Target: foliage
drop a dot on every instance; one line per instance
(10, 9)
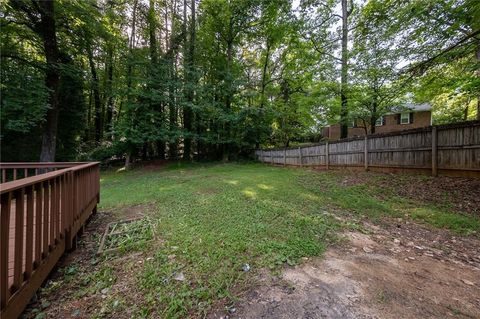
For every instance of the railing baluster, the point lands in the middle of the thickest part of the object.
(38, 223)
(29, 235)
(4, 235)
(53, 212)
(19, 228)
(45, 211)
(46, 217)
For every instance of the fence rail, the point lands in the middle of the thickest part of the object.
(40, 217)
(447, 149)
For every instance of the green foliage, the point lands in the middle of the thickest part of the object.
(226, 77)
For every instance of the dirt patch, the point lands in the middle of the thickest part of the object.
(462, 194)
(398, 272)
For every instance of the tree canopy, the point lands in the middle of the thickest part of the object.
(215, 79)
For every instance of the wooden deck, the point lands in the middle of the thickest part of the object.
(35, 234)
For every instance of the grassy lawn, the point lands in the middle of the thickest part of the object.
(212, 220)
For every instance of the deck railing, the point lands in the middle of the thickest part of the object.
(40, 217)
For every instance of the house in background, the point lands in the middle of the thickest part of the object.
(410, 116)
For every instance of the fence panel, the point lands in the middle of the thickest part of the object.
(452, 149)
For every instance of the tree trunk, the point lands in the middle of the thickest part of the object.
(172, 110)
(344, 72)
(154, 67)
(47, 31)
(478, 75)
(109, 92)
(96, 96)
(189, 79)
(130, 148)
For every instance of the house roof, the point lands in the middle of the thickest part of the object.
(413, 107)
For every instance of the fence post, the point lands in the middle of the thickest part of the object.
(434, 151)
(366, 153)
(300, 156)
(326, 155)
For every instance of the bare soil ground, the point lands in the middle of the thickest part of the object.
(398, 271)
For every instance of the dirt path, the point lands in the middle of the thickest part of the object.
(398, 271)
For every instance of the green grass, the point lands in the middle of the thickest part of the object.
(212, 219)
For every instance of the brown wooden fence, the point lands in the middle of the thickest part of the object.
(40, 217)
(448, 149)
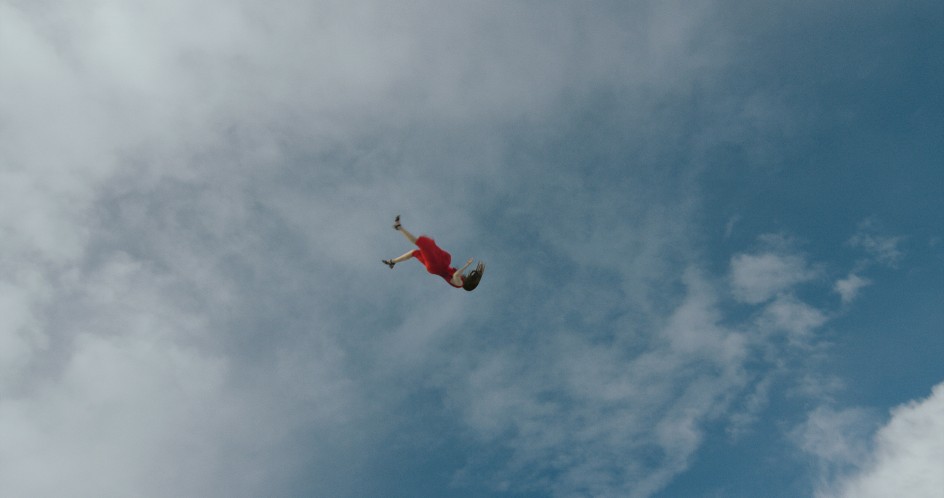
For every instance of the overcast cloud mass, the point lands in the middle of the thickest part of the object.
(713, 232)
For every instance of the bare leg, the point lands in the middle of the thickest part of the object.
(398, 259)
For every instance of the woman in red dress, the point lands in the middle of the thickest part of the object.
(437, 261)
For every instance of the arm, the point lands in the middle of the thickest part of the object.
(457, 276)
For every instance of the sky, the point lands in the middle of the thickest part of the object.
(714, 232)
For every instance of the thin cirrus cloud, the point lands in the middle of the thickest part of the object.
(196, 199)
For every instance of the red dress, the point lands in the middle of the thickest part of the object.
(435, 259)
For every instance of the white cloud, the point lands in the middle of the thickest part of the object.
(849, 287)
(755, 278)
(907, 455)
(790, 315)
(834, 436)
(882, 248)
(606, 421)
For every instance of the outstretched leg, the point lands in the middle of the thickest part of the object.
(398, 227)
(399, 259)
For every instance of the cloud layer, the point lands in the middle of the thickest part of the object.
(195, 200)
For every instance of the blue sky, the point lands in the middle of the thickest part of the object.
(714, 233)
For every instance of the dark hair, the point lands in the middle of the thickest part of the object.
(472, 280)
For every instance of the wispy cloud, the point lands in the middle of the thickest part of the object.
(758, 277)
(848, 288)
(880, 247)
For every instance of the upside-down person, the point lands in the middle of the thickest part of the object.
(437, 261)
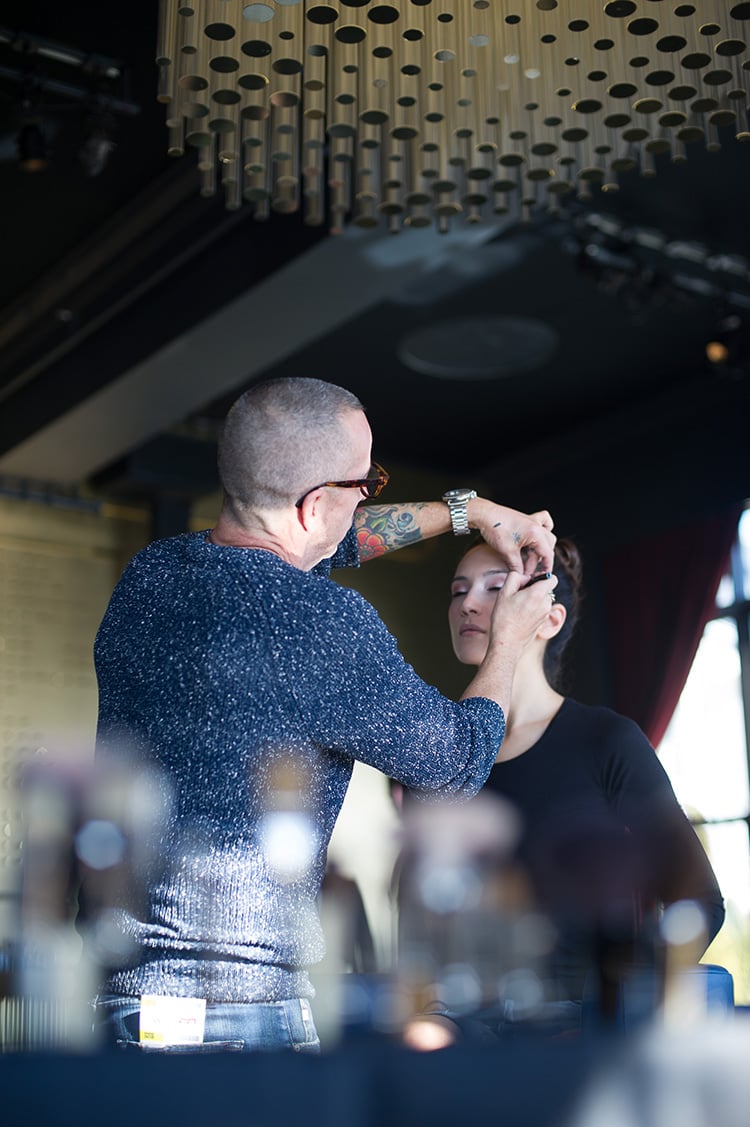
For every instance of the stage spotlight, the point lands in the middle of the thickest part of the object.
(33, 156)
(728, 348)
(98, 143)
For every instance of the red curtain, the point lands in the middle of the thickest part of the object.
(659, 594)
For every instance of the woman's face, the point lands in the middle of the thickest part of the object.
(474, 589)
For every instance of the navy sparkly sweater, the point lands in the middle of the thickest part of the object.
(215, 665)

•••

Given exercise —
The copy should begin at the line containing "For every instance of the sky, the" and end at the last line of the data above; please restate those lines word for word without the pictures.

Exercise result —
For every instance of the sky, the point lands in the middle of the thickest part of the object.
(714, 232)
For every instance of the thin cirrus cloud, the point lands in the middle of the thickest part of the object.
(196, 199)
For every instance of the red dress, the point lands in the middle of the thickest part of the object.
(435, 259)
For every instance of the white cloud, the point lands in the middle of the thickest part of the object.
(849, 287)
(755, 278)
(907, 455)
(790, 315)
(834, 436)
(882, 248)
(606, 421)
For every instance of the outstretched leg, the point lands in the middle of the thickest part of the object.
(398, 227)
(399, 259)
For every instance of the cloud layer, the point lands in the middle of the thickest part of the object.
(195, 200)
For every instance of the blue sky, the point lands in the middle of the thickest part of the object.
(714, 233)
For every instance of the dark hair, the point lands in the middle of the thickest part of the object.
(472, 280)
For every instance of the wispy cloud, the point lands in the middle of the thickest part of the object.
(758, 277)
(848, 288)
(880, 247)
For every instance of the upside-down person, the point lands in the middle of the thickest part of the object.
(437, 261)
For every instance of the stage spotlight, the point lands in the middle of the thickest part of the object.
(33, 156)
(728, 348)
(98, 143)
For every instance of the red curtain, the point lands in the middle of the thickest part of the object.
(659, 594)
For every instance of the woman's face, the point lands in the middle of the thickest part of the object.
(474, 589)
For every instance of the navy sparkly sweater, the point lands in the middle of the thickest part of the object.
(215, 665)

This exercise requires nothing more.